Disamping itu, kontrak dalam perikatan konvensional
merupakan perikatan yang harus tertulis, dalam fiqh muamalah juga termasuk
dalam kategori aqd, namun pada dasarnya aqd memiliki cakupan yang cukup luas,
bias tertulis maupun tidak. Lebih dari itu kontrak sebenarnya berasal dari
bahasa inggris yaitu contract yang
berarti perjanjian. Sehingga untuk membedakan istilah-istilah tersebut, dengan
merujuk pada istilah hukum perjanjian, hukum perikatan, ataupun hukum kontrak
umum (konvensional) kurang begitu tepat untuk memahami hokum perjanjian
syariah. Untuk itu dalam makalah ini akan banyak dibahas masalah hokum
perjanjian ataupun perikatan yang berkaitan dengan masalah bisnis islami.
1.2 Rumusan Masalah
Untuk lebih mengetahui tentang perjanjian dan dasar
hukum dari perjanjian syariah maka dalam makalah ini akan dibahas mengenai
hal-hal yang berkaitan dalam hukum perjanjian sebagai berikut;
a.
Pengertian Hukum Perjanjian syariah
b.
Dasar Hukum Perjanjian Syari’ah
c.
Macam-Macam Perjanjian Syari’ah
d.

· · · ·

# Uraian Tugas
Perbarui kutipan tentang hukum perjanjian syariah, mulai dari bagian yang memuat "Disamping itu, kontrak" dan berhenti setelah "masalah bisnis islami.". Ganti setiap "kontrak" dengan "akad".

# Data Tercatat

· · · ·

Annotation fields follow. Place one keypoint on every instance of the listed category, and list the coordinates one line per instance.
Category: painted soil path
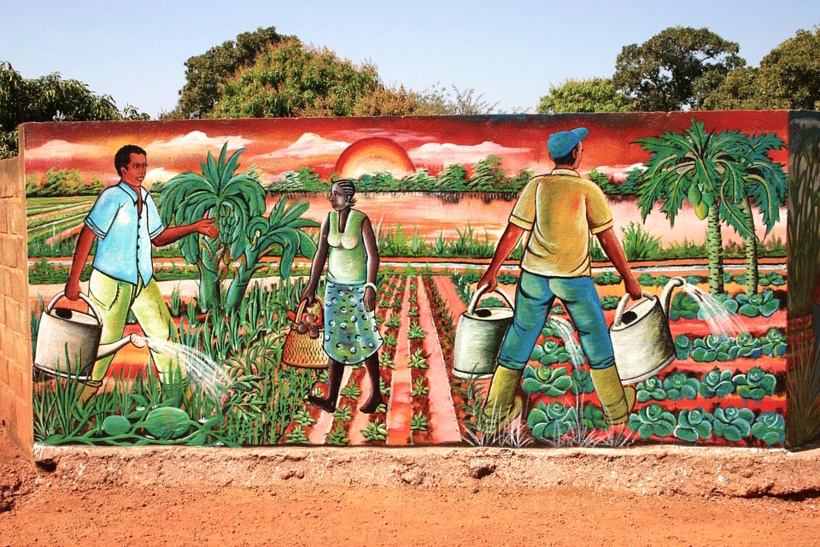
(400, 409)
(444, 425)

· · · ·

# Hasil Tugas
Disamping itu, akad dalam perikatan konvensional
merupakan perikatan yang harus tertulis, dalam fiqh muamalah juga termasuk
dalam kategori aqd, namun pada dasarnya aqd memiliki cakupan yang cukup luas,
bias tertulis maupun tidak. Lebih dari itu akad sebenarnya berasal dari
bahasa inggris yaitu contract yang
berarti perjanjian. Sehingga untuk membedakan istilah-istilah tersebut, dengan
merujuk pada istilah hukum perjanjian, hukum perikatan, ataupun hukum akad
umum (konvensional) kurang begitu tepat untuk memahami hokum perjanjian
syariah. Untuk itu dalam makalah ini akan banyak dibahas masalah hokum
perjanjian ataupun perikatan yang berkaitan dengan masalah bisnis islami.